▸ **Written task 1**: Change "stagnant" to "unchanged" in the passage on educational inequality, and give the stretch from "Despite decades of" up to and including "for STEM careers.".
▸ **Written task 2**: Carry the passage on educational inequality forward past its final sentence.

▸ **Passage given**:

Inequality begins early and compounds over time

Despite decades of global investment in education, the playing field remains profoundly uneven. Family background continues to shape academic outcomes more than any other factor. In fact, across OECD countries, only 19% of young people whose parents did not complete upper secondary school continue into higher education or vocational pathways.

Education systems are evolving but structures of disadvantage remain entrenched

While average levels of education have increased worldwide, the most marginalized learners are not benefiting at the same rate. The proportion of low performing 15-year-olds has remained stagnant, or even increased, in many countries since 2012. Socioeconomic status continues to be one of the strongest predictors of achievement, particularly in mathematics, a gateway subject for STEM careers.

Education transition points are critical

Transitions from primary to lower secondary, lower secondary to upper secondary, and school to work are among the most vulnerable stages in a young person’s educational journey. When the support structures at these points are weak or fragmented, students who already face barriers can easily fall behind academically, repeat grades or disengage entirely.

▸ **Given material**:

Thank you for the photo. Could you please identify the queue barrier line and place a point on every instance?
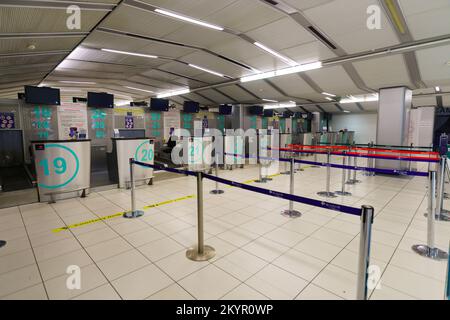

▸ **Output 1**:
Despite decades of global investment in education, the playing field remains profoundly uneven. Family background continues to shape academic outcomes more than any other factor. In fact, across OECD countries, only 19% of young people whose parents did not complete upper secondary school continue into higher education or vocational pathways.

Education systems are evolving but structures of disadvantage remain entrenched

While average levels of education have increased worldwide, the most marginalized learners are not benefiting at the same rate. The proportion of low performing 15-year-olds has remained unchanged, or even increased, in many countries since 2012. Socioeconomic status continues to be one of the strongest predictors of achievement, particularly in mathematics, a gateway subject for STEM careers.

▸ **Output 2**:
The lifelong impact of not completing upper secondary education

Adults without upper secondary qualifications face higher unemployment, lower earnings, and reduced wellbeing throughout their lives. Women, despite often outperforming men academically, experience unique labor market disadvantages that are even more pronounced when they do not complete upper secondary education.

The Opportunity

As inequality compounds over time, intervention must begin at a pivotal stage – early enough to change a young person’s trajectory, yet timed to equip them with agency, interest, and emerging skills. The early years of secondary education offer this unique opportunity as they are a period when:

  • foundational skills can be reinforced
  • identity and aspirations are forming
  • students begin making decisions that influence long term pathways
  • targeted support can prevent disengagement before it becomes irreversible

By focusing intentionally on the most disadvantaged students, education systems can raise the floor rather than just raise averages – ensuring that improvement lifts those who have historically been left behind, not just those already positioned to succeed.

Why the EDF Was Created

The EDF is rooted in the BHP Foundation’s long-standing commitment to transforming opportunities for underserved young people. The Foundation’s education strategy is anchored in two intertwined pillars:

1. STEM Education: Building inclusive national ecosystems that support underrepresented students to pursue STEM pathways.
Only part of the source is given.